• _What you need to do_
Gather every line of the records that contains the string "windshield" and copy each such line in full.

--*--

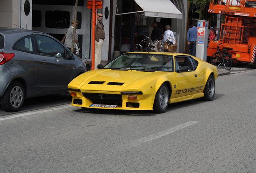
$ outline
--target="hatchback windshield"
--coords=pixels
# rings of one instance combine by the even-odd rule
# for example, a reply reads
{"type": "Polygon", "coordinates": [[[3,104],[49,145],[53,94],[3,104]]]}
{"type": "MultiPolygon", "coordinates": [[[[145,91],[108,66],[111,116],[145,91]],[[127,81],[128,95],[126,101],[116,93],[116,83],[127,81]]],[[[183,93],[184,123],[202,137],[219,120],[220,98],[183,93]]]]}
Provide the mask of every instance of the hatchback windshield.
{"type": "Polygon", "coordinates": [[[104,68],[173,71],[173,56],[149,54],[124,54],[104,68]]]}

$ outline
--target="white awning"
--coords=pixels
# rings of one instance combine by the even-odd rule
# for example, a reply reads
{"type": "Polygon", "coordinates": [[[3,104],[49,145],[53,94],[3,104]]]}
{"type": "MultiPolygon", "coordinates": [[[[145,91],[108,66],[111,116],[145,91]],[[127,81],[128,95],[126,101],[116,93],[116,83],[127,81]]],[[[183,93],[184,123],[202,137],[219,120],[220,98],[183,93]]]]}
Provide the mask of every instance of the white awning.
{"type": "Polygon", "coordinates": [[[146,16],[182,18],[182,14],[170,0],[134,0],[146,16]]]}

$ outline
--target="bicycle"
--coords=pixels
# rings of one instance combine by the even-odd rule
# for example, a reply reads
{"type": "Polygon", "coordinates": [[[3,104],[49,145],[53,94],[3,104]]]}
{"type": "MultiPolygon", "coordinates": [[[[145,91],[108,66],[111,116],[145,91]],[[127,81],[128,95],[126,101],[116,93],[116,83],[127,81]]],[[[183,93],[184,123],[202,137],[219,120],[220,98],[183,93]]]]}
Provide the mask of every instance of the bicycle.
{"type": "Polygon", "coordinates": [[[226,70],[230,70],[233,62],[231,55],[227,52],[227,49],[223,49],[223,52],[221,52],[219,45],[221,45],[222,43],[219,43],[218,40],[216,39],[215,40],[218,43],[217,50],[212,56],[211,63],[219,67],[223,64],[226,70]]]}

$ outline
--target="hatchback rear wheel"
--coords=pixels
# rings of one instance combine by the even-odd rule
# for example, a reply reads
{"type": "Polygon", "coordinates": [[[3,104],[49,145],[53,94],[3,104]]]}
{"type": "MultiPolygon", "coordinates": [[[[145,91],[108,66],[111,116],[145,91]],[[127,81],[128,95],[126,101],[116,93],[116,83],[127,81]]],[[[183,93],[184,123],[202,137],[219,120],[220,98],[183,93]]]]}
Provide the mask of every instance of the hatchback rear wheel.
{"type": "Polygon", "coordinates": [[[4,94],[0,98],[2,108],[8,112],[16,112],[19,110],[25,100],[24,88],[19,82],[12,82],[4,94]]]}

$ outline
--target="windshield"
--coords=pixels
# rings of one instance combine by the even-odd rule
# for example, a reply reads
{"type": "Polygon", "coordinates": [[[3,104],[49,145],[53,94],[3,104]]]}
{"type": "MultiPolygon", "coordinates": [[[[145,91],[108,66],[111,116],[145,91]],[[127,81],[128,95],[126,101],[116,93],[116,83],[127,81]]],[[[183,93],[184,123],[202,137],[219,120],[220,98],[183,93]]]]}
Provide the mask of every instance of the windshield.
{"type": "Polygon", "coordinates": [[[151,54],[124,54],[104,68],[173,71],[173,56],[151,54]]]}

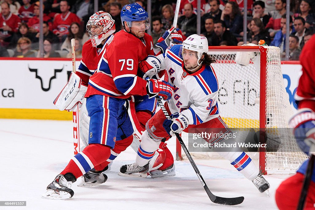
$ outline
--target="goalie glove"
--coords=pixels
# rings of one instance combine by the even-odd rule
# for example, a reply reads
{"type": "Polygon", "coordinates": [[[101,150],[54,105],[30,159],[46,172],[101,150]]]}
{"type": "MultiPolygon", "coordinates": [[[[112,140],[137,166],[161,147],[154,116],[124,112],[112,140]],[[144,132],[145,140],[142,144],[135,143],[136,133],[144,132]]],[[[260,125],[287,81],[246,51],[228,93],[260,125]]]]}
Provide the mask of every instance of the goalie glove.
{"type": "Polygon", "coordinates": [[[180,133],[189,125],[188,118],[179,112],[175,112],[170,116],[171,120],[166,119],[163,123],[163,126],[166,132],[170,135],[174,133],[180,133]]]}
{"type": "Polygon", "coordinates": [[[290,119],[289,125],[302,150],[307,155],[314,151],[310,149],[315,144],[315,113],[310,109],[299,110],[290,119]]]}
{"type": "Polygon", "coordinates": [[[153,55],[148,55],[146,59],[139,63],[138,67],[144,73],[142,79],[147,76],[151,79],[161,69],[162,62],[160,59],[153,55]]]}
{"type": "Polygon", "coordinates": [[[172,93],[174,91],[174,87],[170,83],[165,81],[161,82],[155,79],[149,80],[146,88],[149,98],[157,95],[162,96],[165,100],[170,99],[172,93]]]}
{"type": "Polygon", "coordinates": [[[178,28],[175,29],[173,26],[165,31],[161,37],[158,40],[155,46],[161,49],[164,53],[166,49],[173,44],[181,44],[183,43],[183,37],[181,31],[178,28]]]}
{"type": "Polygon", "coordinates": [[[88,87],[83,85],[80,77],[72,72],[69,81],[54,101],[60,111],[71,111],[77,103],[82,105],[88,87]]]}

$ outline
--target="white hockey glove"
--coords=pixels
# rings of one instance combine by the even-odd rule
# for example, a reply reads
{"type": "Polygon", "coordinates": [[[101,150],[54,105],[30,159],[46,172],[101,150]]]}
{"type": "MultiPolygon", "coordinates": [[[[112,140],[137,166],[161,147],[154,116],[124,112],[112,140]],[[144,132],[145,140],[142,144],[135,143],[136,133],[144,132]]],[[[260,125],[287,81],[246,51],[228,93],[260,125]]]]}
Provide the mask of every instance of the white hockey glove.
{"type": "Polygon", "coordinates": [[[153,76],[161,71],[161,64],[160,59],[153,55],[148,55],[144,60],[139,63],[138,67],[144,73],[144,79],[146,76],[152,79],[153,76]]]}
{"type": "Polygon", "coordinates": [[[167,48],[172,44],[183,43],[182,34],[180,29],[173,26],[165,31],[163,35],[158,40],[158,43],[155,46],[161,49],[162,53],[164,53],[167,48]]]}
{"type": "Polygon", "coordinates": [[[70,75],[69,81],[54,101],[54,104],[60,111],[72,110],[78,102],[82,101],[88,87],[82,84],[79,76],[73,72],[70,75]]]}
{"type": "Polygon", "coordinates": [[[189,125],[188,118],[179,112],[175,112],[170,116],[171,121],[166,119],[163,123],[163,126],[166,132],[173,136],[174,133],[180,133],[189,125]]]}

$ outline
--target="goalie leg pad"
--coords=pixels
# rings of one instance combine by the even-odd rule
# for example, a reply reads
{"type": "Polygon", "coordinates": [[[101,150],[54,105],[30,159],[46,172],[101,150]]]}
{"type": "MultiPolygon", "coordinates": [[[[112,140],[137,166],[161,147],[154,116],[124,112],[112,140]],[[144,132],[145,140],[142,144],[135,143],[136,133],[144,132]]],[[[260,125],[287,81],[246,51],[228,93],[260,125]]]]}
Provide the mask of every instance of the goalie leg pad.
{"type": "Polygon", "coordinates": [[[71,110],[78,102],[82,104],[88,87],[81,83],[80,77],[72,72],[69,81],[54,101],[60,111],[71,110]]]}

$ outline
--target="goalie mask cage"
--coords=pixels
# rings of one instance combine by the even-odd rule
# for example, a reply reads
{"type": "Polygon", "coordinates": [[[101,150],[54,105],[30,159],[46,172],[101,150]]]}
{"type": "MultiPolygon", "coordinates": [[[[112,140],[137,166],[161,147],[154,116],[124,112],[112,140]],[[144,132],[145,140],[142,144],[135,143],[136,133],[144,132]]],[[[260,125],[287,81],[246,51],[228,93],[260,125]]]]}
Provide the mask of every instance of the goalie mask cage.
{"type": "MultiPolygon", "coordinates": [[[[245,151],[252,159],[259,160],[260,173],[295,173],[307,157],[300,150],[289,128],[288,121],[293,112],[285,88],[280,48],[211,46],[208,54],[216,61],[211,65],[219,81],[218,103],[221,117],[230,128],[260,130],[261,143],[267,143],[267,148],[259,148],[259,152],[245,151]],[[243,56],[251,54],[255,58],[248,65],[242,65],[235,62],[237,54],[243,56]],[[268,135],[270,137],[273,134],[281,138],[266,142],[268,135]]],[[[188,144],[188,134],[183,132],[181,135],[185,144],[191,145],[188,144]]],[[[246,138],[240,139],[245,140],[246,138]]],[[[186,158],[178,141],[176,147],[176,160],[186,158]]],[[[216,159],[219,156],[216,154],[191,152],[197,159],[216,159]]]]}

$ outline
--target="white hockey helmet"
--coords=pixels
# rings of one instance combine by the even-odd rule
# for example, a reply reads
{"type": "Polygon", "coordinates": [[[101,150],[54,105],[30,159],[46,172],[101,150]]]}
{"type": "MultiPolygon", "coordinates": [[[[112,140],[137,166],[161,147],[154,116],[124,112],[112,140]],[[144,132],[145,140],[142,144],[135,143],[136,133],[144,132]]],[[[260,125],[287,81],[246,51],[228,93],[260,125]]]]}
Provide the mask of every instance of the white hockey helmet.
{"type": "Polygon", "coordinates": [[[200,63],[199,62],[202,54],[207,53],[208,51],[208,40],[206,38],[197,34],[191,35],[183,42],[182,46],[182,49],[197,52],[198,58],[197,63],[198,65],[201,65],[202,61],[200,63]]]}
{"type": "Polygon", "coordinates": [[[86,24],[86,30],[89,32],[93,47],[101,43],[102,41],[115,32],[115,21],[109,13],[103,11],[97,12],[90,17],[86,24]],[[100,31],[97,34],[94,33],[96,26],[100,31]]]}

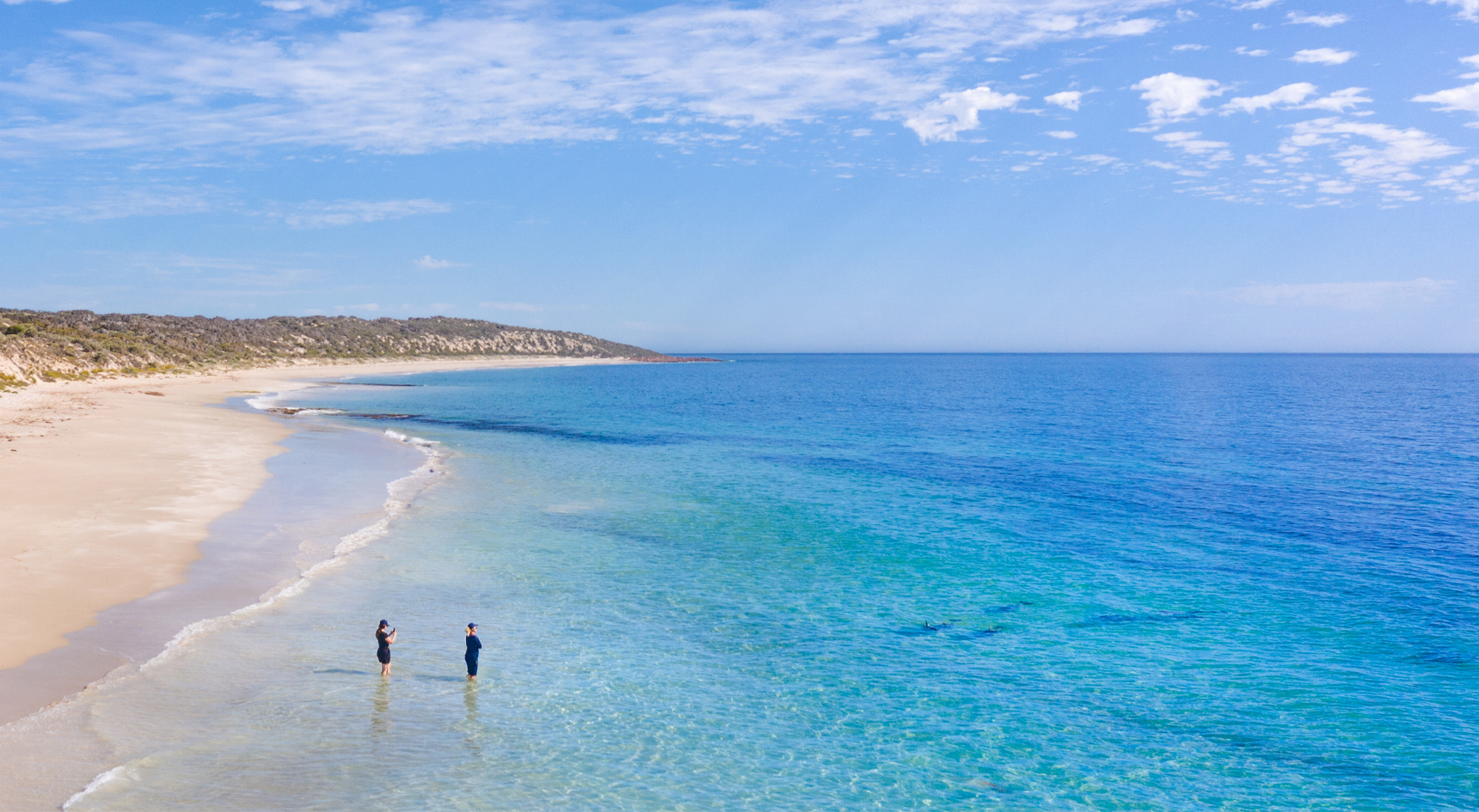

--*--

• _Result below_
--target="hatchback windshield"
Provide the mask of every instance of the hatchback windshield.
--target="windshield"
Provide the mask of every instance of the windshield.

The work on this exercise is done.